[PROVIDED ENTRIES — start]

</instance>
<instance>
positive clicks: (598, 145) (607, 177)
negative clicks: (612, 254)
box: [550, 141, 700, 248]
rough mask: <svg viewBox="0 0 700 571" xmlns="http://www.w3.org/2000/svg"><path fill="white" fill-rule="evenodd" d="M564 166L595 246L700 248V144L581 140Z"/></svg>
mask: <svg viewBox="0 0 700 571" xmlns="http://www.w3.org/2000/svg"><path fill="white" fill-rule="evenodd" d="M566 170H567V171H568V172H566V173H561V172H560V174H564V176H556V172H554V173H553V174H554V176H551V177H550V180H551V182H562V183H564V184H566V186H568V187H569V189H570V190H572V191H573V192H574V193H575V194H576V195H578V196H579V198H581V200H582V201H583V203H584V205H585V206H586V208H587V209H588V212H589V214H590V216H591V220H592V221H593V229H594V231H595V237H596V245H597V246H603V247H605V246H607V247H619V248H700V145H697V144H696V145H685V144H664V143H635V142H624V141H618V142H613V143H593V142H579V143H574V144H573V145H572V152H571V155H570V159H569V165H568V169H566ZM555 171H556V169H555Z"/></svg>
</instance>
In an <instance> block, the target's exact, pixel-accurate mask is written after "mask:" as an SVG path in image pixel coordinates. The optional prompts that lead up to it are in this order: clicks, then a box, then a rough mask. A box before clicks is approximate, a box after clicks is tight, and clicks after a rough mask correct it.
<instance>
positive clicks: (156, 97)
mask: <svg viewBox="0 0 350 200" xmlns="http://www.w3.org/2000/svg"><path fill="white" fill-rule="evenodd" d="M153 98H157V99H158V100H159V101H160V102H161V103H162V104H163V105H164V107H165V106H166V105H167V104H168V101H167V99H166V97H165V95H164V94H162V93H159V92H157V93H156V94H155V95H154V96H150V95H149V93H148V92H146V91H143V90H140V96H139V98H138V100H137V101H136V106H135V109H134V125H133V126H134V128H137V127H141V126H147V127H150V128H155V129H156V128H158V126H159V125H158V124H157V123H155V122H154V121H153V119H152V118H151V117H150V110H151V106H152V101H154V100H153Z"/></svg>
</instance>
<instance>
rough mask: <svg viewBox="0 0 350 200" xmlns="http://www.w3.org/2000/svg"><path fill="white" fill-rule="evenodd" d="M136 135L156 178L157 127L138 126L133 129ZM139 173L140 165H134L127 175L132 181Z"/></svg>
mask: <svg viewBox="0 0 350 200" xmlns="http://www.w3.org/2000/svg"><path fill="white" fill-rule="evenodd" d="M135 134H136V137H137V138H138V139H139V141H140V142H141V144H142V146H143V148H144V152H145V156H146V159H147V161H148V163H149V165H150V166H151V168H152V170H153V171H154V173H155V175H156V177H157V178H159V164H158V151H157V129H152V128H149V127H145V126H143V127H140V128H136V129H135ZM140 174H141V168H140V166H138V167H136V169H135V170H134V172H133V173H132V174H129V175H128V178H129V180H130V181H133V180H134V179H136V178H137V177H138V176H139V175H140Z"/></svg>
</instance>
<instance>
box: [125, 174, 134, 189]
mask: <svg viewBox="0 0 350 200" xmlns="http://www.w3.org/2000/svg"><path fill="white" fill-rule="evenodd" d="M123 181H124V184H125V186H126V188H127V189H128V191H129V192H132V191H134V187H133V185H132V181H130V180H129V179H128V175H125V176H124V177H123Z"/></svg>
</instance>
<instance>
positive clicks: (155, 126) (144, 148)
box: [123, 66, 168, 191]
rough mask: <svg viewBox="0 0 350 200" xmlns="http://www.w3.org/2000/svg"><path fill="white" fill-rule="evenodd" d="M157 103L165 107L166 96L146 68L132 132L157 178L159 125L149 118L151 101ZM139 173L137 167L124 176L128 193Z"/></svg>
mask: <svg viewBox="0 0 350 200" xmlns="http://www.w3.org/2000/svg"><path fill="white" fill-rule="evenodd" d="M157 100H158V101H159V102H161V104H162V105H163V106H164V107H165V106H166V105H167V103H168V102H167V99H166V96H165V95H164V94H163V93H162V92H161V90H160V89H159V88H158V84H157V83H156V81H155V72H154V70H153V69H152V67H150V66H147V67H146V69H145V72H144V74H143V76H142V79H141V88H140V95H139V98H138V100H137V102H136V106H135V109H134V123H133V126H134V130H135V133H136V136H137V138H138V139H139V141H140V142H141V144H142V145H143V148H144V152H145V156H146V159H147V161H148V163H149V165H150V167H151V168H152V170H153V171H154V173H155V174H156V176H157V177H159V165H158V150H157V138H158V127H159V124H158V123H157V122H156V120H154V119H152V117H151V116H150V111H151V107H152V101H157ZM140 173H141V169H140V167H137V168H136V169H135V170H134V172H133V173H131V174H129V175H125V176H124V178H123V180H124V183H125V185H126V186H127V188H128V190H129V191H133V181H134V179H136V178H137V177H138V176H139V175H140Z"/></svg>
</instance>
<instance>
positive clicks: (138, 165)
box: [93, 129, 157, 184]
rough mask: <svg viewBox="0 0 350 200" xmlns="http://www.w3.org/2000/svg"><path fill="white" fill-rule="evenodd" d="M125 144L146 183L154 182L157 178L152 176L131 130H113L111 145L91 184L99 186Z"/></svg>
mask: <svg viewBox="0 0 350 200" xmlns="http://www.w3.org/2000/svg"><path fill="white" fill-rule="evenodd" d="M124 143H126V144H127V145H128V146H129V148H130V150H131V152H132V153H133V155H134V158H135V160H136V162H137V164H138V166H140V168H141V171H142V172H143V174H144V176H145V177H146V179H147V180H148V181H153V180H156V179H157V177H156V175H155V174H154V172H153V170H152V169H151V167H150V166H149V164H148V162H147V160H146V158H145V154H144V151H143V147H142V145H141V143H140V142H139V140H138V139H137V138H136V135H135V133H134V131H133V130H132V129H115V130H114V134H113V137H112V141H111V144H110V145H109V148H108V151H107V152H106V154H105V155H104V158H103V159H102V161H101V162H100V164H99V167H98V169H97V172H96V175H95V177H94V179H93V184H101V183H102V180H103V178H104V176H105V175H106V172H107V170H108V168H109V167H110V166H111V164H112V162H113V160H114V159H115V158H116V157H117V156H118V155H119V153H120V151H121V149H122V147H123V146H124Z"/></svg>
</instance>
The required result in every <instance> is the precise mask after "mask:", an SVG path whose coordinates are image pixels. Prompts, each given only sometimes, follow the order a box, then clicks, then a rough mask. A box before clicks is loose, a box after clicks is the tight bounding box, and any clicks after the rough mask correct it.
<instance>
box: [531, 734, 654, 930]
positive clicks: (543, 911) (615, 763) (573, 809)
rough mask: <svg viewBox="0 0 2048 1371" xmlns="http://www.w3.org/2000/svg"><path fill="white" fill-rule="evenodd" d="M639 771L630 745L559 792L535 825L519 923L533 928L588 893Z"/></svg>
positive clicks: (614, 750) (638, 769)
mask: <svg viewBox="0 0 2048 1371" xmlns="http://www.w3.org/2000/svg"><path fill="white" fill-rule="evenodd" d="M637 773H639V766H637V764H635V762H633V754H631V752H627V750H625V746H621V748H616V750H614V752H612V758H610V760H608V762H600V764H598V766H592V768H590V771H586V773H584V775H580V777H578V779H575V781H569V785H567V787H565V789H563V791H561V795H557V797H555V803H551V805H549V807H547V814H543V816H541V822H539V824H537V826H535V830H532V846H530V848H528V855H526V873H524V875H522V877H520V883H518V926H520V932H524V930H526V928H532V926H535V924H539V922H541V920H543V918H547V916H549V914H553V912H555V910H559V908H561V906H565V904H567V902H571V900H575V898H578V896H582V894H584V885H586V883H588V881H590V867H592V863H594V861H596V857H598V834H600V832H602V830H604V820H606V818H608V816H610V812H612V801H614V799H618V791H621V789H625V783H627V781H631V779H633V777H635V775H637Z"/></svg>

[PROVIDED ENTRIES — finish]

TASK: Print the records above exactly. Omit nothing.

RESPONSE FOR THIS EXERCISE:
</instance>
<instance>
positive clicks: (598, 145) (607, 177)
negative clicks: (612, 254)
box: [550, 141, 700, 248]
rough mask: <svg viewBox="0 0 700 571" xmlns="http://www.w3.org/2000/svg"><path fill="white" fill-rule="evenodd" d="M564 166L595 246L700 248V144L581 140Z"/></svg>
mask: <svg viewBox="0 0 700 571" xmlns="http://www.w3.org/2000/svg"><path fill="white" fill-rule="evenodd" d="M566 170H567V171H568V172H566V173H561V172H560V174H564V176H556V172H554V173H553V174H554V176H551V177H550V180H551V182H562V183H564V184H566V186H568V187H569V189H570V190H572V191H573V192H574V193H575V194H576V195H578V196H579V198H581V200H582V201H583V203H584V205H585V206H586V208H587V209H588V212H589V214H590V216H591V220H592V221H593V229H594V231H595V237H596V245H597V246H603V247H605V246H607V247H619V248H700V145H697V144H696V145H685V144H664V143H635V142H624V141H618V142H613V143H593V142H579V143H574V144H573V145H572V152H571V155H570V159H569V165H568V169H566ZM555 171H556V169H555Z"/></svg>
</instance>
In an <instance> block, the target's exact, pixel-accurate mask is written after "mask:" as an SVG path in image pixel coordinates. The optional prompts that lead up to it are in this order: clicks, then a box, then a rough mask. A box before clicks is approximate, a box after clicks is tight, and clicks after a rough mask correct it.
<instance>
positive clicks: (156, 97)
mask: <svg viewBox="0 0 350 200" xmlns="http://www.w3.org/2000/svg"><path fill="white" fill-rule="evenodd" d="M153 98H157V99H158V100H159V101H160V102H161V103H162V104H163V105H164V107H165V106H166V105H167V104H168V101H167V99H166V97H165V95H164V94H162V93H159V92H157V93H156V94H155V95H154V96H150V95H149V93H148V92H146V91H143V90H140V96H139V98H138V100H137V101H136V106H135V109H134V125H133V126H134V128H137V127H141V126H147V127H150V128H155V129H156V128H158V126H159V125H158V124H157V123H155V122H154V121H153V119H152V118H151V117H150V110H151V106H152V101H154V100H153Z"/></svg>
</instance>
<instance>
rough mask: <svg viewBox="0 0 350 200" xmlns="http://www.w3.org/2000/svg"><path fill="white" fill-rule="evenodd" d="M136 135L156 178L157 127L138 126L133 129ZM139 173L140 165H134L127 175L132 181Z"/></svg>
mask: <svg viewBox="0 0 350 200" xmlns="http://www.w3.org/2000/svg"><path fill="white" fill-rule="evenodd" d="M135 134H136V137H137V138H138V139H139V141H140V142H141V144H142V146H143V148H144V152H145V156H146V159H147V161H148V163H149V165H150V166H151V168H152V170H153V171H154V173H155V175H156V177H157V178H159V164H158V151H157V129H152V128H149V127H145V126H143V127H140V128H136V129H135ZM140 174H141V168H140V166H138V167H136V169H135V170H134V172H133V173H132V174H129V175H128V178H129V180H130V181H133V180H134V179H136V178H137V177H138V176H139V175H140Z"/></svg>
</instance>
<instance>
box: [125, 174, 134, 189]
mask: <svg viewBox="0 0 350 200" xmlns="http://www.w3.org/2000/svg"><path fill="white" fill-rule="evenodd" d="M123 181H124V184H125V186H126V188H127V189H128V191H129V192H132V191H134V187H133V185H132V181H130V180H129V179H128V175H125V176H124V177H123Z"/></svg>
</instance>
<instance>
positive clicks: (155, 126) (144, 148)
box: [123, 66, 168, 191]
rough mask: <svg viewBox="0 0 350 200" xmlns="http://www.w3.org/2000/svg"><path fill="white" fill-rule="evenodd" d="M157 103L165 107L166 96L146 68L132 132L157 178L159 125L149 118L151 101ZM139 173L137 167L124 176L128 193Z"/></svg>
mask: <svg viewBox="0 0 350 200" xmlns="http://www.w3.org/2000/svg"><path fill="white" fill-rule="evenodd" d="M157 100H158V101H159V102H161V104H162V105H163V106H164V107H165V106H166V105H167V103H168V102H167V99H166V96H165V95H164V94H163V93H162V92H161V90H160V89H159V88H158V84H157V83H156V81H155V72H154V70H153V69H152V67H150V66H147V67H146V69H145V72H144V74H143V76H142V79H141V88H140V95H139V98H138V100H137V102H136V106H135V109H134V123H133V126H134V130H135V133H136V136H137V138H138V139H139V141H140V142H141V144H142V145H143V148H144V152H145V156H146V159H147V161H148V163H149V165H150V167H151V168H152V170H153V171H154V173H155V174H156V176H157V177H159V165H158V150H157V138H158V127H159V124H158V123H157V122H156V120H154V119H152V117H151V116H150V111H151V107H152V101H157ZM140 173H141V169H140V167H137V168H136V169H135V170H134V172H133V173H131V174H129V175H125V176H124V178H123V180H124V183H125V185H126V186H127V188H128V190H129V191H133V181H134V179H136V178H137V177H138V176H139V175H140Z"/></svg>
</instance>
<instance>
positive clicks: (138, 165)
box: [93, 129, 157, 184]
rough mask: <svg viewBox="0 0 350 200" xmlns="http://www.w3.org/2000/svg"><path fill="white" fill-rule="evenodd" d="M125 144L146 183L154 182L157 178L152 176L131 130H113L111 145L91 184L99 186Z"/></svg>
mask: <svg viewBox="0 0 350 200" xmlns="http://www.w3.org/2000/svg"><path fill="white" fill-rule="evenodd" d="M124 143H126V144H127V145H128V146H129V148H130V150H131V152H132V153H133V155H134V158H135V160H136V162H137V164H138V166H140V168H141V171H142V172H143V174H144V176H145V177H146V179H147V180H148V181H153V180H156V179H157V177H156V175H155V174H154V172H153V170H152V169H151V167H150V166H149V164H148V162H147V160H146V158H145V154H144V151H143V147H142V145H141V143H140V142H139V140H138V139H137V138H136V135H135V133H134V131H133V130H132V129H115V130H114V134H113V137H112V141H111V144H110V145H109V148H108V151H107V152H106V154H105V155H104V158H103V159H102V161H101V162H100V164H99V167H98V169H97V172H96V175H95V177H94V179H93V184H101V183H102V180H103V178H104V176H105V175H106V172H107V170H108V168H109V167H110V166H111V164H112V162H113V160H114V159H115V158H116V157H117V156H118V155H119V153H120V151H121V149H122V147H123V146H124Z"/></svg>
</instance>
The required result in every <instance> is the precise mask after "mask:", an SVG path whose coordinates are image pixels. Prompts, each given only sometimes, follow the order a box, then clicks, then a rough mask. A box before clicks is loose, a box after clicks is the tight bounding box, and any clicks after the rough mask correct it.
<instance>
box: [531, 734, 654, 930]
positive clicks: (543, 911) (615, 763) (573, 809)
rough mask: <svg viewBox="0 0 2048 1371" xmlns="http://www.w3.org/2000/svg"><path fill="white" fill-rule="evenodd" d="M639 771L630 745L559 792L535 825L519 923L533 928L588 893Z"/></svg>
positive clicks: (614, 750) (638, 769)
mask: <svg viewBox="0 0 2048 1371" xmlns="http://www.w3.org/2000/svg"><path fill="white" fill-rule="evenodd" d="M637 773H639V766H637V764H635V762H633V754H631V752H627V750H625V746H621V748H616V750H614V752H612V758H610V760H608V762H600V764H598V766H592V768H590V771H586V773H584V775H580V777H578V779H575V781H569V785H567V787H565V789H563V791H561V795H557V797H555V803H551V805H549V807H547V814H543V816H541V822H539V824H537V826H535V830H532V846H530V848H528V855H526V873H524V875H522V877H520V883H518V926H520V932H524V930H526V928H532V926H535V924H539V922H541V920H543V918H547V916H549V914H553V912H555V910H559V908H561V906H565V904H567V902H571V900H575V898H578V896H582V894H584V885H586V883H588V881H590V867H592V863H594V861H596V857H598V834H600V832H602V830H604V820H606V818H608V816H610V812H612V801H614V799H618V791H621V789H625V783H627V781H631V779H633V777H635V775H637Z"/></svg>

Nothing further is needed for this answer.